*YOUR ASSIGNMENT*:
Exact copies of all the entries below are expected in the answer.
(INPUT DATA)
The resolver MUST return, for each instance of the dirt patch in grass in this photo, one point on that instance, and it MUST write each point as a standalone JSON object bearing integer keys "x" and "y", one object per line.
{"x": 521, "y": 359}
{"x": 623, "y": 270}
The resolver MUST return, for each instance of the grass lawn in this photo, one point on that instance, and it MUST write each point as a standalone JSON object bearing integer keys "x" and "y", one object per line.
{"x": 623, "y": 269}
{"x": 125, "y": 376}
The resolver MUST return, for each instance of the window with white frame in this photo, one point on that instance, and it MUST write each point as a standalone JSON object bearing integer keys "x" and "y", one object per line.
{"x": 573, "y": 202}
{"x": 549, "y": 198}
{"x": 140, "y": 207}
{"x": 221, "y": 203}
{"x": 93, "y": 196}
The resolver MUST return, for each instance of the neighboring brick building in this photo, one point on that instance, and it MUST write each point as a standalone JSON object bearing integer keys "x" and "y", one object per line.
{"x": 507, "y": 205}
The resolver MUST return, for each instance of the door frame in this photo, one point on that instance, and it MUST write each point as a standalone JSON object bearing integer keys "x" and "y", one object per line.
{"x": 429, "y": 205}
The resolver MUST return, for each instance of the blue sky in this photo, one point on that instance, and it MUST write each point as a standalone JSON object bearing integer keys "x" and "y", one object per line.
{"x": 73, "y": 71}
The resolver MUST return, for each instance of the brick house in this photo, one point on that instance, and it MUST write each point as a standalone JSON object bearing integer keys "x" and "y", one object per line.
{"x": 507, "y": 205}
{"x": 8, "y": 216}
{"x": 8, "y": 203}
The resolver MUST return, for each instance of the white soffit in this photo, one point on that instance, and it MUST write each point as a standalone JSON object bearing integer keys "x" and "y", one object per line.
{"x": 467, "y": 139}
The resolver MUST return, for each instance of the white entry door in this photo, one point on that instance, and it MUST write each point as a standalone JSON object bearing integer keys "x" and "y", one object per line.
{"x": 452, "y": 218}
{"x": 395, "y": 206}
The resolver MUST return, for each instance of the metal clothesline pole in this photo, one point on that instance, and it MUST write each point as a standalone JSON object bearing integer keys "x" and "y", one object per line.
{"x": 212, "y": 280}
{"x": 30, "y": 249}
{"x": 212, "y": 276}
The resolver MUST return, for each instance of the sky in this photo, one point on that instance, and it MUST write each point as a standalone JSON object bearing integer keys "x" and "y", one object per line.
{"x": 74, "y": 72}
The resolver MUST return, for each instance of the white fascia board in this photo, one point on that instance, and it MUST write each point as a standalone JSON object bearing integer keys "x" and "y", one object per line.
(End INPUT DATA)
*TASK SOLUTION*:
The resolver MUST return, for each instance of the dirt patch in grass in this photo, one point on that instance, and it MUST write each point as a standalone JSON object bearing integer keys "x" and "y", one object per line.
{"x": 521, "y": 359}
{"x": 623, "y": 270}
The resolver MUST return, for each instance of the grass lawn in this photo, one point on that instance, and it MUST write each point as a standalone JSON object bearing integer keys "x" and "y", one object per line.
{"x": 623, "y": 269}
{"x": 125, "y": 376}
The resolver MUST return, for each instance of the window with white frame in this photo, one point on that instance, and it MUST write each point as a standalone JSON object bearing integer keys "x" and "y", one object per line.
{"x": 573, "y": 202}
{"x": 549, "y": 198}
{"x": 140, "y": 207}
{"x": 221, "y": 203}
{"x": 93, "y": 196}
The resolver MUST return, for each instance of the neighboring brick building in this photo, one point on that instance, and it MUST write each point as a standalone JSON object bearing integer keys "x" and "y", one object per line.
{"x": 507, "y": 205}
The resolver MUST return, for each instance of the door frame in this photo, one point on that instance, and it MUST write each point as a standalone JSON object bearing integer keys "x" and "y", one object per line.
{"x": 429, "y": 205}
The resolver MUST return, for each instance of the blue sky in this photo, one point on that instance, and it MUST write each point as a standalone JSON object bearing integer keys "x" and "y", one object per line.
{"x": 73, "y": 71}
The resolver MUST return, for each instance of the brick house in this photo, one point on that instance, and it MUST write each point as a standalone JSON object bearing integer keys "x" and "y", one object per line.
{"x": 507, "y": 205}
{"x": 8, "y": 216}
{"x": 8, "y": 203}
The resolver MUST return, for each instance of the white soffit in this photo, one point on that instance, and it MUST write each point as a standalone JSON object bearing integer keys "x" and "y", one object per line.
{"x": 467, "y": 139}
The resolver MUST return, for each instance of the white entry door in this photo, one point on that instance, and it MUST write each point as a standalone JSON object bearing integer keys "x" and "y", one object per line.
{"x": 452, "y": 218}
{"x": 395, "y": 206}
The resolver MUST return, for each instance of the metal clothesline pole in this photo, one point on that instance, and it MUST write each point as a standalone JSON object bearing integer keys "x" and "y", one object per line.
{"x": 212, "y": 280}
{"x": 30, "y": 249}
{"x": 212, "y": 276}
The resolver MUST return, for each instance of the sky in this photo, one point on that instance, and it MUST write each point as a standalone JSON object bearing integer keys "x" and "y", one object per line.
{"x": 74, "y": 72}
The resolver MUST return, for each instance of the white fascia board in this photo, one point on that instance, and it MUST write each point as a standalone JSON object bearing integer keys "x" and "y", one object per line.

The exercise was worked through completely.